— Start Page excerpt —

3 million Vietnamese died which probably means 12 million more permanently maimed or wounded by normal distribution of casualties -- out of a population of 35 million -- to inflict a crackpot police state than can get half the population shot at the whim of one madman and a permanently impoverishing economic madness called communism.

Prosperous Vietnam (I virtually never support sanctions)? Prosperous like South Korea? Or at least like Thailand or Singapore?


Korea involved the same civilian and soldier casualty rates as Vietnam. 7 million tons of bombs in 7 years? Maybe if we made it 10 million in 10 years South Vietnam would be free – and truly prosperous – today.


The book, Decent Interval, by former CIA employee Frank Snepp actually claims that we had somebody on Ho’s politibureau and that the bureau had voted to give up on the war after Nixon’s last Hanoi bombing (portrayed by the administration as only targeting industry). In any case, after losing 60,000 American lives over there, when we finally got the South Vietnamese to do all the bloody ground fighting – imagine if we had had that opportunity in Korea (but of course the Koreans could not fight the Chinese single handed. At which point we singed a “peace treaty” and then we pulled out most of the financial and all of the air support -- after which the South still held out three more years.


The worst you or anyone can say about our involvement in the war is that it would not have been worth it to us – and/or it would not have been worth it to the South Vietnamese – even if we did win – that the game wasn’t worth the candle to either.


You come on like we were the root cause of the whole horror because we didn’t drop out and let the South lose. Those 19 year old Hanoi kids volunteering for the army were volunteering to invade another country in order to impose a heavy fascist/stupid economic state the other country did not want (or they could have voted for it right after Ho took the North).

— End Page excerpt —

- **Problems and tasks**
1: In the Vietnam War passage, who wrote the book Decent Interval?
2: Reproduce the part of the Vietnam War passage starting at "Prosperous Vietnam (I" and ending at "prosperous – today.".

— Start Dataset records —

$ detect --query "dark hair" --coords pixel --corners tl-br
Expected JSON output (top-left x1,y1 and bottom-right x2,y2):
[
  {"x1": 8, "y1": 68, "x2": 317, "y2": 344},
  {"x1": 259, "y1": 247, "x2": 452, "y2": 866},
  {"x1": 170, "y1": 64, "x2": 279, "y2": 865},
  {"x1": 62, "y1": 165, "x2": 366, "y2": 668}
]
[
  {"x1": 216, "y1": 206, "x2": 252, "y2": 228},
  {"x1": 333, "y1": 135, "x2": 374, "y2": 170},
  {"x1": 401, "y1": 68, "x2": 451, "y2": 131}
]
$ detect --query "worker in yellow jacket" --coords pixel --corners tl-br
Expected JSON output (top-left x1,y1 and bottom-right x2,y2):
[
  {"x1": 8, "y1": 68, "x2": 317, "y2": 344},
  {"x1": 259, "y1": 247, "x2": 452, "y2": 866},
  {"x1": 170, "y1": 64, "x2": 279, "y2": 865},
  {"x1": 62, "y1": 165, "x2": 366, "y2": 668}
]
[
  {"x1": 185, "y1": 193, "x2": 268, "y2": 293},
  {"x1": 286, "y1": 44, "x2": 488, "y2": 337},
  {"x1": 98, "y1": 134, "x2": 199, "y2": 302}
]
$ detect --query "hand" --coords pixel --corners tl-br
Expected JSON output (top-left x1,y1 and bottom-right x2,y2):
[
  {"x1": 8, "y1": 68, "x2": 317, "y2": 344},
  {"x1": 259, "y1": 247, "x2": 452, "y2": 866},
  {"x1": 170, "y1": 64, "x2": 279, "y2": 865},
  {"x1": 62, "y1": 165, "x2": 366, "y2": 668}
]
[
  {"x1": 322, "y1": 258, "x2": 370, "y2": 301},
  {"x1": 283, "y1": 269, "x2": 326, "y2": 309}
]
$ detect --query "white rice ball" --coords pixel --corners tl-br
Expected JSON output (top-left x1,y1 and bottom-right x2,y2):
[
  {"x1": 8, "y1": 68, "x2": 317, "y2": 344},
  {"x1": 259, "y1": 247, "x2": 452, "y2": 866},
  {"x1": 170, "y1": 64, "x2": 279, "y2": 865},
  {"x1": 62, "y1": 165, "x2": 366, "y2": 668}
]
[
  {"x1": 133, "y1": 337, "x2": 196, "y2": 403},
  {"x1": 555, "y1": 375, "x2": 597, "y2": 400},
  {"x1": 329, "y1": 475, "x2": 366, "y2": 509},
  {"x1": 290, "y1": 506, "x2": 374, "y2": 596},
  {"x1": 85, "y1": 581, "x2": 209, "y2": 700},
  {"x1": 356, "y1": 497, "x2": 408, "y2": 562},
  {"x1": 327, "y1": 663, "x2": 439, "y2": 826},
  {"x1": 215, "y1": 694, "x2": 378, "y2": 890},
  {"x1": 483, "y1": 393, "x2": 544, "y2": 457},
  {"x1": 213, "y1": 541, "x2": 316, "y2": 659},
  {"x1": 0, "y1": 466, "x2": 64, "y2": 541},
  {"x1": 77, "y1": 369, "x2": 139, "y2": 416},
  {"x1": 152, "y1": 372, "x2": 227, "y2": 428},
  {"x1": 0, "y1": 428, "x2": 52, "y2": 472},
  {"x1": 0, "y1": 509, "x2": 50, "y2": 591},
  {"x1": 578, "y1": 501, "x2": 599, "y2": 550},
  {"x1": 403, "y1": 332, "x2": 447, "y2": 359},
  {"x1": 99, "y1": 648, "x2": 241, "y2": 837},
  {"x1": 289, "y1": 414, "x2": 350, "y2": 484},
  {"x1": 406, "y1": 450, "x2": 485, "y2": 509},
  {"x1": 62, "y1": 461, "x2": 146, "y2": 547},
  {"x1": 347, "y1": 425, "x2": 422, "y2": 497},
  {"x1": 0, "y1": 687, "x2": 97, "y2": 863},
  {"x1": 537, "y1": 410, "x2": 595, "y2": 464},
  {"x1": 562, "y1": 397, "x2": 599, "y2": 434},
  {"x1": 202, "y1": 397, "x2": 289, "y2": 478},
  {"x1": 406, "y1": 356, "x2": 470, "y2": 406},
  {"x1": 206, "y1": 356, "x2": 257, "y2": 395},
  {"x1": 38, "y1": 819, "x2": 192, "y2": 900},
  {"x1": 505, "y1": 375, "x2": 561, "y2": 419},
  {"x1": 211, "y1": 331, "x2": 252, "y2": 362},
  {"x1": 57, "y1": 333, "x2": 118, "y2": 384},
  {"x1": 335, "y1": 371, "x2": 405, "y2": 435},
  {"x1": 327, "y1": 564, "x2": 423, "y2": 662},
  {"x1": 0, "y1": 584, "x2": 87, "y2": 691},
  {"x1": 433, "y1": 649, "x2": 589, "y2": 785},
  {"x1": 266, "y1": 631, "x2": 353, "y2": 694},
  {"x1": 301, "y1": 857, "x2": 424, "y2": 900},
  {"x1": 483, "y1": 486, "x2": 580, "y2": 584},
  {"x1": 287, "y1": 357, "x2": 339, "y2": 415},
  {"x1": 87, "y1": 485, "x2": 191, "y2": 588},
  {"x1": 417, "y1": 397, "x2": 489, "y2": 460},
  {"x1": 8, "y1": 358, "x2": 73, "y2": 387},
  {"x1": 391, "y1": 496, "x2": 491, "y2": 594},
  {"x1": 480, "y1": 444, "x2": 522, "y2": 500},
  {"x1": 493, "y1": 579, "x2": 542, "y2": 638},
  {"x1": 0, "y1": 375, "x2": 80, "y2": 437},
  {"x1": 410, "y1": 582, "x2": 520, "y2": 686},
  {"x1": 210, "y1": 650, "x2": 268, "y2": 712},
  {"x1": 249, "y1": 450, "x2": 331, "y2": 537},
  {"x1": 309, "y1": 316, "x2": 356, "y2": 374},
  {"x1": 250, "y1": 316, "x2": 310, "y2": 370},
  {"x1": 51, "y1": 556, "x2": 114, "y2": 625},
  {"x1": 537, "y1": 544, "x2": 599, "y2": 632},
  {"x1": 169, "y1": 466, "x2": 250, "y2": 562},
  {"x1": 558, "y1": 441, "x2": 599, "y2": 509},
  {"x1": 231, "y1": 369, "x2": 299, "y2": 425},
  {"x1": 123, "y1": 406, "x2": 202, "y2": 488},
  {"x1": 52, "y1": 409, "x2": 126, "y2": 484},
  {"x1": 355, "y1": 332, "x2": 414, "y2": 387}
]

— End Dataset records —

- **Expected answers**
1: Frank Snepp, a former CIA employee.

2:
Prosperous Vietnam (I virtually never support sanctions)? Prosperous like South Korea? Or at least like Thailand or Singapore?


Korea involved the same civilian and soldier casualty rates as Vietnam. 7 million tons of bombs in 7 years? Maybe if we made it 10 million in 10 years South Vietnam would be free – and truly prosperous – today.